◆ **Text to read**
++++++

۱۳۸۶ تیر ۱۰, یکشنبه

Writings on the wall: a page of my old diary

Writings on the wall: a page of my old diary-
June 1987 Geneva - Switzerland :


...I don't fear being called insane. When I am alone, I dare myself to speak out loud. Someone, once, taught me that it is the best way to communicate with the unknown, and I am after such a contact. I know the road ahead for me is hard and harsh, and if I don't find words to speak out, I might then, just like others, mumble the nonsense alien phrases I don't even fully understand. I have heard and felt the difference in the tone of my voice, but that is proof for me that I am walking on the right path. I have chosen my path. Therefor, every turn of the road I encounter, I welcome and appreciate, because I honestly feel myself apart of life on earth, apart of rivers and mountains; I see myself in every bird, tree and living being. I am a part of existence. So, I lead the way that life has predicted for me. Some nights, I don't find a bed to sleep on, and others, sleep don't come to my eyes. But I always tell myself:" this is the road that I have chosen, and this is a part of my voyage too". In this way, I regain my strength. I have chosen my path, and whatever I encounter on the way, leaves me no complain. I am confident and proud of my choice, and therefor feel no desire to reject the path others have chosen. This gives me strength, and helps me acknowledge my weaknesses.

++++++

◆ **Exercise data**
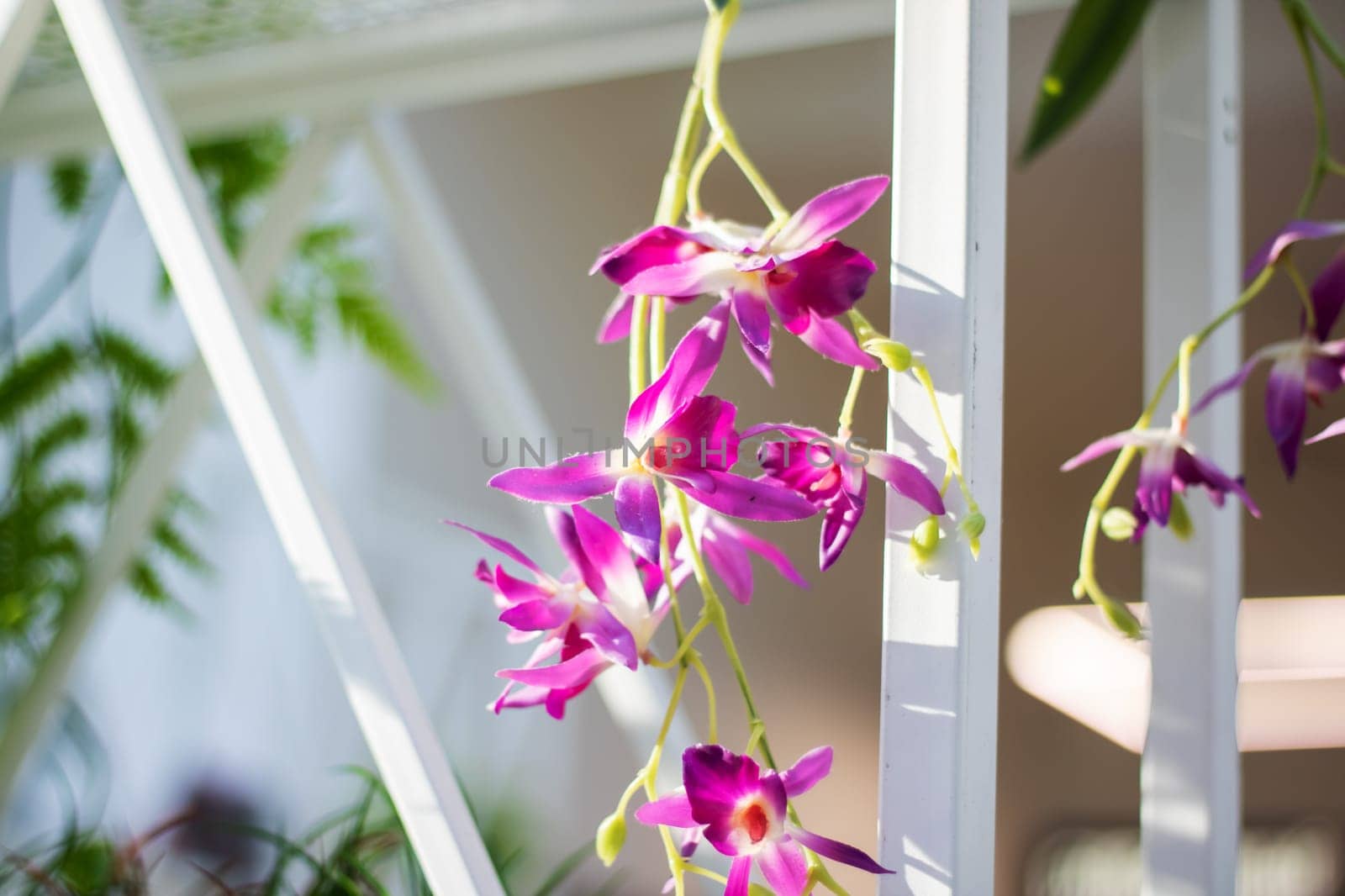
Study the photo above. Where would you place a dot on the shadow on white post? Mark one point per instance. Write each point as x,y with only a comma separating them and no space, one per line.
376,678
941,662
1190,810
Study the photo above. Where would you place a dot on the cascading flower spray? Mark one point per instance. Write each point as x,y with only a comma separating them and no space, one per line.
1304,369
674,493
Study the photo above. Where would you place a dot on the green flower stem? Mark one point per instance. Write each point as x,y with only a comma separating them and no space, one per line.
719,29
1297,13
681,656
1087,582
852,397
693,186
1315,26
921,373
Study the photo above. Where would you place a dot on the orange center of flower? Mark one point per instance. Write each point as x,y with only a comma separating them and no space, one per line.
755,822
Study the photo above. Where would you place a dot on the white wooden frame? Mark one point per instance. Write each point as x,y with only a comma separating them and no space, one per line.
941,669
1189,782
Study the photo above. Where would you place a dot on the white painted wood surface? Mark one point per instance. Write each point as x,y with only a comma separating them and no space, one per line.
1190,795
941,665
377,683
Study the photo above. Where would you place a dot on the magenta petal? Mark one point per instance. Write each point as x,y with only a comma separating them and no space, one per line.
831,340
515,589
771,553
537,615
1096,450
1154,488
829,213
731,561
1331,432
562,529
759,358
753,498
651,248
716,779
907,479
840,521
616,572
784,868
672,810
609,638
1228,385
638,514
709,272
825,282
1293,232
689,369
1286,409
616,322
753,316
567,482
569,673
837,851
740,878
804,774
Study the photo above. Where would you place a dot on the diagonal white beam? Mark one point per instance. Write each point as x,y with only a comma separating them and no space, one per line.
488,376
155,468
226,329
1190,810
19,24
941,667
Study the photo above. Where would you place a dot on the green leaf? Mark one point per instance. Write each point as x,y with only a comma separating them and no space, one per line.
69,183
367,319
134,366
33,378
145,580
175,544
62,432
1089,51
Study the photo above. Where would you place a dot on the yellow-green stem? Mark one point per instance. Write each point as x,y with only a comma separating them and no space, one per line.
1087,582
852,397
713,58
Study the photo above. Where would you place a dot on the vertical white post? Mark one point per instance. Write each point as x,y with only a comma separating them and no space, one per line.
376,678
488,376
19,24
941,665
1190,810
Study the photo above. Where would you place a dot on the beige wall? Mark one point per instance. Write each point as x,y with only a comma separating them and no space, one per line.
542,182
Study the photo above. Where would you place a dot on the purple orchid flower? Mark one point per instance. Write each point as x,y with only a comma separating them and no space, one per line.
741,811
831,474
602,611
1302,369
799,271
678,435
1169,463
728,551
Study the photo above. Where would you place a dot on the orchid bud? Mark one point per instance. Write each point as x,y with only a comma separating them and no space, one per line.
894,354
925,540
1180,521
864,329
611,837
1120,524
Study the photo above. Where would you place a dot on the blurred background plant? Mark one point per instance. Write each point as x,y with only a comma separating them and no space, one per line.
217,845
78,398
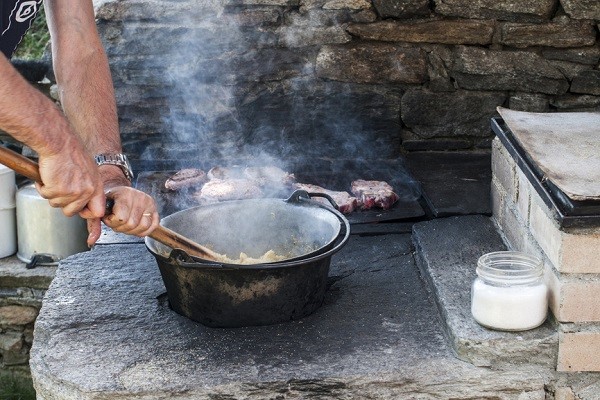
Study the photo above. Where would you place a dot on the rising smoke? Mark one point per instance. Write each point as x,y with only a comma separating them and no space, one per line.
240,93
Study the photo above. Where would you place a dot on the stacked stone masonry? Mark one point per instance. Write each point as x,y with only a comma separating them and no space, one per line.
571,258
414,75
21,293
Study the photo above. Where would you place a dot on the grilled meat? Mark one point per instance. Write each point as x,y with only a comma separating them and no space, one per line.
185,179
225,173
372,194
345,202
228,189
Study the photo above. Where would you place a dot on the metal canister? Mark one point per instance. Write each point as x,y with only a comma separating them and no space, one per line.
45,235
8,230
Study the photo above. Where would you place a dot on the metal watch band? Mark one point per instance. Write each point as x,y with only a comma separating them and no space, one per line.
117,159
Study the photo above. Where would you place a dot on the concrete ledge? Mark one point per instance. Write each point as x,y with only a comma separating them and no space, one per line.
447,252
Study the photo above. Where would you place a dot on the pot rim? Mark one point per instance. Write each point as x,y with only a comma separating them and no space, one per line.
181,258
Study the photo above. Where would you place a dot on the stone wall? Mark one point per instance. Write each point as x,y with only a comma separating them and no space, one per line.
197,80
21,293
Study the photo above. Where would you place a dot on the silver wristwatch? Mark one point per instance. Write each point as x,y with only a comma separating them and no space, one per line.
117,159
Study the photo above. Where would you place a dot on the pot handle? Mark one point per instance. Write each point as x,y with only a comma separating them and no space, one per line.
182,258
299,195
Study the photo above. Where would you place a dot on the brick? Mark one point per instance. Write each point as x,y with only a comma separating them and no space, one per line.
573,299
578,351
576,251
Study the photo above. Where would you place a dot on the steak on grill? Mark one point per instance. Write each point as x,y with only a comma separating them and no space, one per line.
185,179
372,194
345,202
217,190
225,173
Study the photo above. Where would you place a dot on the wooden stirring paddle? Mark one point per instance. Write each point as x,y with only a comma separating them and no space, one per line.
30,169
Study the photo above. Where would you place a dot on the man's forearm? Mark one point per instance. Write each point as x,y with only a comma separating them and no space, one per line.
83,76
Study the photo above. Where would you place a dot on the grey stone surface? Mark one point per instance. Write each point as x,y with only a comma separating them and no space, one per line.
372,63
442,31
447,252
103,334
13,274
548,138
449,114
401,9
533,10
587,82
569,33
575,102
479,69
582,9
585,55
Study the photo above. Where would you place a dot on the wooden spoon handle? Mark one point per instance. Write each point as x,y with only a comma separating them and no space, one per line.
174,240
30,169
20,164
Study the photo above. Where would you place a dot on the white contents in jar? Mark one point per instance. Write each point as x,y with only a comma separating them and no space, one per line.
509,292
509,308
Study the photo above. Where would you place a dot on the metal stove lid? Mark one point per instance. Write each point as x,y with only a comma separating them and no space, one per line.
564,146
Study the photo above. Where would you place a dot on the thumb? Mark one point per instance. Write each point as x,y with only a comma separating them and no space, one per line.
94,230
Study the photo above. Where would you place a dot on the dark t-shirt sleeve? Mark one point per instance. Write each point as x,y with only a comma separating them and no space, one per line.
16,17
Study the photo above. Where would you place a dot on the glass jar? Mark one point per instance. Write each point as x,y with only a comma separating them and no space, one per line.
509,293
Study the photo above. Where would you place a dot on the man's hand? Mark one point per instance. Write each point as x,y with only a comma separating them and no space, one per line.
71,181
134,212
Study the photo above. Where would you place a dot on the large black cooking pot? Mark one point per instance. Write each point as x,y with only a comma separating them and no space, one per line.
231,295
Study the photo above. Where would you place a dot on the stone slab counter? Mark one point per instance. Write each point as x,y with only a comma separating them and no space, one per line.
565,147
105,332
447,254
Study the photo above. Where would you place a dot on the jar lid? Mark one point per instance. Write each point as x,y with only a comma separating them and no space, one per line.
509,268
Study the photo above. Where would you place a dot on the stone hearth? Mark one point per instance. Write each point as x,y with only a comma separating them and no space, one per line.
103,333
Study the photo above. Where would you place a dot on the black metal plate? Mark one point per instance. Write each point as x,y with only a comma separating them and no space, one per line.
569,213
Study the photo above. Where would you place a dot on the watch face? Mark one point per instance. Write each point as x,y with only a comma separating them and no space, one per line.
116,159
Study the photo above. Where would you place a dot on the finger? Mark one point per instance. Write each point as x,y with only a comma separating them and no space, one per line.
94,230
155,221
97,204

++++++

◆ **Short exercise 1**
In the old diary page, what month, year, and place are given for the entry?
◆ **Short exercise 2**
Recast the rows as a JSON list of strings, one string per line and no blank lines. Cover only the stretch from the line that contains "the jar lid?" through the end of the rows.

◆ **Correct answer 1**
June 1987, Geneva, Switzerland.

◆ **Correct answer 2**
[
  "Study the photo above. Where would you place a dot on the jar lid? Mark one point per instance. Write each point as x,y with only a comma separating them and no space, one per line.",
  "509,268",
  "Study the photo above. Where would you place a dot on the stone hearth? Mark one point per instance. Write each point as x,y with only a comma separating them and no space, one per line.",
  "103,333",
  "Study the photo above. Where would you place a dot on the black metal plate? Mark one point per instance. Write each point as x,y with only a comma separating them and no space, one per line.",
  "569,213",
  "Study the photo above. Where would you place a dot on the watch face? Mark one point per instance. Write each point as x,y with only a comma separating them and no space, one per line.",
  "116,159",
  "Study the photo above. Where would you place a dot on the finger? Mark one point per instance. Write each point as x,y with only a comma separating them and no space, one per line.",
  "94,230",
  "155,221",
  "97,204"
]